Source records:
──────────
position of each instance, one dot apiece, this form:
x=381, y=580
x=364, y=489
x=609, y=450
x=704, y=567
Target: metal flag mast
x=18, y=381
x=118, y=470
──────────
REQUIREMENT: Return every line of the entries above as a JSON list of strings, one string per line, skipping any blank lines.

EXERCISE OUTPUT:
[
  "position of each instance, one dot apiece, this form:",
  "x=381, y=580",
  "x=364, y=489",
  "x=609, y=450",
  "x=704, y=567",
  "Target: metal flag mast",
  "x=18, y=381",
  "x=118, y=470"
]